*GIVEN INSTRUCTION*: Update the lines below by putting "mark" wherever "annotate" appears, and leave everything else unchanged.

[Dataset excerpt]
>>>>>

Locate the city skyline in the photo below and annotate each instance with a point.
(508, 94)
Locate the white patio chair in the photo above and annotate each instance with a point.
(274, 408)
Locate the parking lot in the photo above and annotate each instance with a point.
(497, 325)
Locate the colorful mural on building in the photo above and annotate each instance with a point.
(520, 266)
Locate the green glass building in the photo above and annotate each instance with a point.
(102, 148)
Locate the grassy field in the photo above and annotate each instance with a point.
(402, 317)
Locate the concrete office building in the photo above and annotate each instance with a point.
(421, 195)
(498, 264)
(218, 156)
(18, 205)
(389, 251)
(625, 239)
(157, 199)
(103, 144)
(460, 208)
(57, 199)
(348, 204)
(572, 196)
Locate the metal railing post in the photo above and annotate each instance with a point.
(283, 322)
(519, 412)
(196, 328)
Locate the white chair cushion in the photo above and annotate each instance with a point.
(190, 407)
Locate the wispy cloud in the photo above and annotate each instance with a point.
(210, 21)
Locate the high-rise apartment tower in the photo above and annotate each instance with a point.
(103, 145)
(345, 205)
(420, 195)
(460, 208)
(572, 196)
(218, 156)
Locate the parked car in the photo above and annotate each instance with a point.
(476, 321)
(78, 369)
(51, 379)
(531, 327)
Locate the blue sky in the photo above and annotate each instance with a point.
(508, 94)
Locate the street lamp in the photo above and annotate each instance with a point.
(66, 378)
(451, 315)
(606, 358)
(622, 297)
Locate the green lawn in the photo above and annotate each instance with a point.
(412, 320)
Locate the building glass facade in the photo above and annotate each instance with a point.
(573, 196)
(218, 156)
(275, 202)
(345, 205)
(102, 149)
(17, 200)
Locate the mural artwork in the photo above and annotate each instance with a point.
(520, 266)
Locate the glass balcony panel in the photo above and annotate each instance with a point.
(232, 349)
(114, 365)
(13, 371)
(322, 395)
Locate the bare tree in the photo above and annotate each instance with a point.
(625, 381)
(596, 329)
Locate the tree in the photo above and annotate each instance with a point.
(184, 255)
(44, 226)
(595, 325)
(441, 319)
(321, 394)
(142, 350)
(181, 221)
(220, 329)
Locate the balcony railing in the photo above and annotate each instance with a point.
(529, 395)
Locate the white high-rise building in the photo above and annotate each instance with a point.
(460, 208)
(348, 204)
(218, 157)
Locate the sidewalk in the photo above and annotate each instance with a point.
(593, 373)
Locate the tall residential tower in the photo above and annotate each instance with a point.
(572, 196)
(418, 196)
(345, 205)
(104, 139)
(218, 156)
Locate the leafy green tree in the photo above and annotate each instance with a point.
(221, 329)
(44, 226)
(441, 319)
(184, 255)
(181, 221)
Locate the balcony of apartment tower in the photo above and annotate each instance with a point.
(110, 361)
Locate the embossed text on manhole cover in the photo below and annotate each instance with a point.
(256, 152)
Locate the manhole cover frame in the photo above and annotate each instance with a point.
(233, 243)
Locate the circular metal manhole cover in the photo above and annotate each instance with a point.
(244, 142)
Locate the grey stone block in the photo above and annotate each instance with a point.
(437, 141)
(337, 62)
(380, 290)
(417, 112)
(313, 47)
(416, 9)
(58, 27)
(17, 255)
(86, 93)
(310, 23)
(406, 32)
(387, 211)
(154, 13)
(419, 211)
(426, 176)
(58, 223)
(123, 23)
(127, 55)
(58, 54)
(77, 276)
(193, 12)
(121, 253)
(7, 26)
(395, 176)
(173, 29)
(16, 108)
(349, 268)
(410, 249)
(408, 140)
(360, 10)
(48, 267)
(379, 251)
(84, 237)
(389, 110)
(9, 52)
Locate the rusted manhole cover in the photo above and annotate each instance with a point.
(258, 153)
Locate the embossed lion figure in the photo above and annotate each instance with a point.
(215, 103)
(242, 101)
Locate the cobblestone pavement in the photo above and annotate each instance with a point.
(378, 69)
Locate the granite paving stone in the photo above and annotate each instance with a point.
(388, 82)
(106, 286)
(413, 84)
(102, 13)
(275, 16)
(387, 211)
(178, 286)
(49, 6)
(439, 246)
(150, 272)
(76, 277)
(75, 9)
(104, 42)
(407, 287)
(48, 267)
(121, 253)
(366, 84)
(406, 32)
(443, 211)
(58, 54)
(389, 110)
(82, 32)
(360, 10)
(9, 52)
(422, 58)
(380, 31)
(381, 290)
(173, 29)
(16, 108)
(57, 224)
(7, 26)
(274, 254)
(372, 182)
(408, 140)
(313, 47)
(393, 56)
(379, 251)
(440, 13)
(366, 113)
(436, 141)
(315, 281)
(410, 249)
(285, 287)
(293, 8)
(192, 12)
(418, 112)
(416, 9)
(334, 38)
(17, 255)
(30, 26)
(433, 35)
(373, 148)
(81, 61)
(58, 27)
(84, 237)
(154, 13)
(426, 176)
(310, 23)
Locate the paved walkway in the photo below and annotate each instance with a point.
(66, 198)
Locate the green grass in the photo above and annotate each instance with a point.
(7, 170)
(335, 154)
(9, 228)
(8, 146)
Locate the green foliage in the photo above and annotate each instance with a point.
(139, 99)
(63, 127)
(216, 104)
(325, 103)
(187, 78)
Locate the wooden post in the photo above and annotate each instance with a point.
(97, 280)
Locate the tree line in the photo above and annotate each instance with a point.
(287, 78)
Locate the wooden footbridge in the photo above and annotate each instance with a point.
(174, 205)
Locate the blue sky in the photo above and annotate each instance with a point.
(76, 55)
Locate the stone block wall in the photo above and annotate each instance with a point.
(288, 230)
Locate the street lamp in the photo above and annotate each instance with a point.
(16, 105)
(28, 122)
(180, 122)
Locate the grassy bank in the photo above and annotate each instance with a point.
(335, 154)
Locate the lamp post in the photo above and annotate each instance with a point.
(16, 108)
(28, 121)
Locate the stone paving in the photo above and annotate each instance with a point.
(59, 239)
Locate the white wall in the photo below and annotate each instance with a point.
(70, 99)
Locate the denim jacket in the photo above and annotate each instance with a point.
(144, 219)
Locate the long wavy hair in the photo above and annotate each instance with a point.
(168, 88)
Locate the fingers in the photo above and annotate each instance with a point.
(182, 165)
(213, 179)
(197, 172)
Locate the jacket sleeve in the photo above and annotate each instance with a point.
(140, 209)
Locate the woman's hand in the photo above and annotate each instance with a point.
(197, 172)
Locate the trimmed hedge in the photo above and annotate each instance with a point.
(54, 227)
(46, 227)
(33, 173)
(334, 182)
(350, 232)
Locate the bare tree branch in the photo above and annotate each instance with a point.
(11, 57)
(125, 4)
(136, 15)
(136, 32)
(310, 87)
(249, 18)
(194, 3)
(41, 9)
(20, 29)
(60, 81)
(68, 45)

<<<<<

*EXERCISE RESPONSE*:
Locate the city skyline in the photo below and mark each instance with a point.
(508, 94)
Locate the white patio chair in the photo above and mark each instance with a point.
(274, 408)
Locate the parking lot in the photo above and mark each instance with a point.
(497, 325)
Locate the colorful mural on building in the photo above and mark each instance with a point.
(520, 266)
Locate the green glass building in the photo above and mark each instance with a point.
(102, 148)
Locate the grassy field in the photo above and mark each instance with a point.
(402, 317)
Locate the concrete office building in the photo above and mark each instance with a point.
(421, 195)
(498, 264)
(218, 156)
(18, 205)
(389, 251)
(625, 239)
(157, 199)
(103, 144)
(460, 208)
(57, 199)
(348, 204)
(572, 196)
Locate the metal railing post in the photo above and mark each instance with a point.
(283, 322)
(519, 412)
(196, 328)
Locate the white chair cushion in the photo above and mark each instance with a point.
(190, 407)
Locate the wispy cloud in the photo above and mark each instance with a point.
(210, 21)
Locate the high-rise apartment tower in the photo above and mark each instance with a point.
(103, 145)
(345, 205)
(420, 195)
(460, 208)
(572, 196)
(218, 156)
Locate the parked car in the photo above and mark each instance with a point.
(476, 321)
(78, 369)
(51, 379)
(531, 327)
Locate the blue sky in the photo above and mark each instance with a point.
(508, 94)
Locate the street lamp in the photo above and mark each instance with a point.
(66, 378)
(451, 315)
(606, 358)
(622, 297)
Locate the green lawn in the photo above and mark each instance with a point.
(412, 320)
Locate the building glass facade in the photo above and mark each instance with a point.
(573, 196)
(218, 156)
(275, 202)
(345, 205)
(102, 149)
(17, 200)
Locate the mural artwork in the photo above and mark each instance with a point.
(520, 266)
Locate the glass balcony panel in the photo above and mark each instance with a point.
(232, 349)
(114, 365)
(13, 371)
(322, 395)
Locate the bare tree in the photo above and mark each instance with a point.
(625, 381)
(596, 329)
Locate the tree in the photo above and mark each instance with a point.
(184, 255)
(44, 226)
(595, 325)
(441, 319)
(321, 394)
(142, 350)
(181, 221)
(220, 329)
Locate the balcony railing in the photo above and mark each instance with a point.
(529, 395)
Locate the white high-rise building in the photo above and mark each instance with a point.
(460, 208)
(348, 204)
(218, 157)
Locate the sidewalk in the photo above and mark each instance with a point.
(593, 373)
Locate the tall residential tower in the photo above and mark each instance with a point.
(572, 196)
(418, 196)
(345, 205)
(104, 139)
(218, 156)
Locate the leafy green tree in the photo above and mark each instance with a point.
(221, 329)
(44, 226)
(441, 319)
(184, 255)
(181, 221)
Locate the balcony of apartment tower in the photo above and mark each instance with a point.
(110, 361)
Locate the embossed text on manhole cover in the photo below and mark each instance with a point.
(256, 152)
Locate the manhole cover frame in the photo above and mark each instance with a point.
(233, 243)
Locate the circular metal manhole cover in the photo above and mark each instance with a point.
(244, 142)
Locate the grey stone block in the photo above and mark each instance with a point.
(437, 141)
(337, 62)
(380, 290)
(417, 112)
(313, 47)
(416, 9)
(58, 27)
(17, 255)
(86, 93)
(310, 23)
(406, 32)
(387, 211)
(154, 13)
(419, 211)
(426, 176)
(58, 223)
(123, 23)
(127, 55)
(58, 54)
(77, 276)
(193, 12)
(121, 253)
(7, 26)
(395, 176)
(173, 29)
(16, 108)
(349, 268)
(410, 249)
(408, 140)
(360, 10)
(48, 267)
(379, 251)
(84, 237)
(389, 110)
(9, 52)
Locate the rusted manhole cover in the photo above and mark each instance with a point.
(258, 153)
Locate the embossed lion figure in the photo above and mark each instance with a point.
(215, 103)
(242, 101)
Locate the cobblestone pavement in the photo above and mark each instance with a point.
(378, 69)
Locate the granite paving stone in the photo above and mark each instance with a point.
(388, 82)
(106, 286)
(413, 84)
(102, 13)
(275, 16)
(387, 211)
(178, 286)
(49, 6)
(439, 246)
(150, 272)
(76, 277)
(75, 9)
(104, 42)
(407, 287)
(48, 267)
(121, 253)
(366, 84)
(406, 32)
(443, 211)
(58, 54)
(389, 110)
(82, 32)
(360, 10)
(9, 52)
(422, 58)
(380, 31)
(381, 290)
(173, 29)
(16, 108)
(57, 224)
(7, 26)
(274, 254)
(372, 182)
(408, 140)
(313, 47)
(393, 56)
(379, 251)
(440, 13)
(366, 113)
(436, 141)
(315, 281)
(410, 249)
(285, 287)
(293, 8)
(192, 12)
(418, 112)
(416, 9)
(334, 38)
(17, 255)
(30, 26)
(433, 35)
(373, 148)
(81, 61)
(58, 27)
(84, 237)
(154, 13)
(426, 176)
(310, 23)
Locate the paved walkway in the photo below and mark each instance with a point.
(66, 198)
Locate the green grass in the photo above and mark each instance with a point.
(7, 170)
(335, 154)
(9, 228)
(8, 146)
Locate the green foliage in the photo above and mark each instance with a point.
(139, 99)
(63, 127)
(216, 104)
(325, 103)
(187, 78)
Locate the wooden post in the photo above and mark each instance with a point.
(97, 280)
Locate the tree line in the photo above and mark each instance with a point.
(287, 78)
Locate the wooden footbridge in the photo above and mark each instance with a point.
(174, 205)
Locate the blue sky in the photo above and mark each instance with a point.
(76, 55)
Locate the stone block wall in the photo above and mark each instance with a point.
(288, 230)
Locate the street lamp in the photo above and mark each instance with a point.
(16, 105)
(28, 122)
(180, 122)
Locate the grassy bank in the photo above and mark each instance with a point.
(335, 154)
Locate the lamp post in the photo above and mark each instance with a point.
(16, 108)
(28, 121)
Locate the stone paving in the photo above and mark each instance with a point.
(59, 239)
Locate the white wall in the photo below and mark each instance with a point.
(70, 99)
Locate the denim jacket in the photo above and mark each instance with a point.
(144, 219)
Locate the long wavy hair in the photo above and mark each instance with a point.
(168, 88)
Locate the fingers in the photo above and mark each instance with a point.
(182, 165)
(213, 179)
(197, 172)
Locate the jacket sleeve in the photo above and mark each instance with a point.
(140, 209)
Locate the woman's hand in the photo above and mark each instance with a point.
(197, 172)
Locate the trimmed hedge in the photo above and mark each instance with a point.
(54, 227)
(46, 227)
(33, 173)
(334, 182)
(350, 232)
Locate the bare tree branch in the photo above and mark each instance with a point.
(11, 57)
(125, 4)
(136, 15)
(136, 32)
(310, 87)
(249, 18)
(194, 3)
(41, 9)
(20, 29)
(60, 81)
(68, 45)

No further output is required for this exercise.